INSTRUÇÃO DE TRABALHO - Dê continuidade ao texto sobre a falta de corpos doados para o estudo científico na UFMT, a partir do último parágrafo.

TEXTO DA PÁGINA -
Céu ou inferno? Enterro ou cremação? Você já pensou para onde vai após morrer? Pensar na morte não é um passatempo dos mais atrativos, mas o fato é que muita gente não sabe que ao morrer é possível doar seu corpo em razão de um bem para quem ficou: o estudo científico. E a Universidade Federal de Mato Grosso (UFMT) alerta: faltam doadores nessas terras.
Quem afirma é o professor de Anatomia do curso de Medicina da UFMT, Flávio Silva Tampelini. Nos últimos cinco anos, nenhuma doação foi destinada à universidade mato-grossense. A falta de doadores não é exclusividade de Cuiabá, pois a realidade é a mesma em todo o país.
Na Universidade Federal de Rondônia, os futuros médicos possuem apenas um cadáver para os estudos. Na UFMT, a situação é um pouco melhor: uma média de 10 corpos, mas alguns com 20 ou 30 anos de uso.
Cadáveres inteiros, ossos e outras partes do corpo humano são extremamente necessárias para o estudo e produção científica. No caso da Federal de Mato Grosso, além dos alunos de Medicina, os de Enfermagem, Nutrição, Educação Física, Farmácia e Biomedicina – sendo estes últimos dois em campi do interior – precisam de material humano para aprender as profissões.

CONTEÚDO DOS DADOS -
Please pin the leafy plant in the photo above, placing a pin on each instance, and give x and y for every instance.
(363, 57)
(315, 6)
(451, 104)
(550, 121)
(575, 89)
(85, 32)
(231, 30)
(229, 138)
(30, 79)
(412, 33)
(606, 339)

RESPOSTA A SEGUIR -
Na falta de doadores, a universidade trabalha em parceria com o Instituto Médico Legal (IML), onde a maioria dos cadáveres que chegam são de pessoas não reconhecidas por familiares.
“A pessoa morre, ninguém reconhece, passa algum tempo e eles mandam para a universidade”, conta Tampelini.
Todo o procedimento para que o corpo seja doado para os estudos científicos, porém, dura alguns anos. E, mesmo depois de doados, a universidade precisa deixar o cadáver guardado por pelo menos um ano antes da utilização.
E a conservação?
A melhor forma de conservar um cadáver ainda é o formol, que pode manter o corpo intacto por tempo indeterminado, segundo Tampelini. Entretanto, a substância é proibida em universidades, o que fez a UFMT optar pela conservação de corpos com glicerina, álcool e até mesmo sal grosso.
Segundo Tampelini, a conservação nesses outros casos não é a mesma que com o formol. Com o método de conservação com glicerina, por exemplo, os corpos tendem a ficar mais escuros e com a aparência menos conservada. A média de duração é de 20 a 30 anos.
Cultura da doação
A única doação que chegou até a universidade foi a de um médico rondonopolitano, que ainda em vida resolveu doar seu corpo para o estudo acadêmico. Mas essa não é uma realidade encontrada no país.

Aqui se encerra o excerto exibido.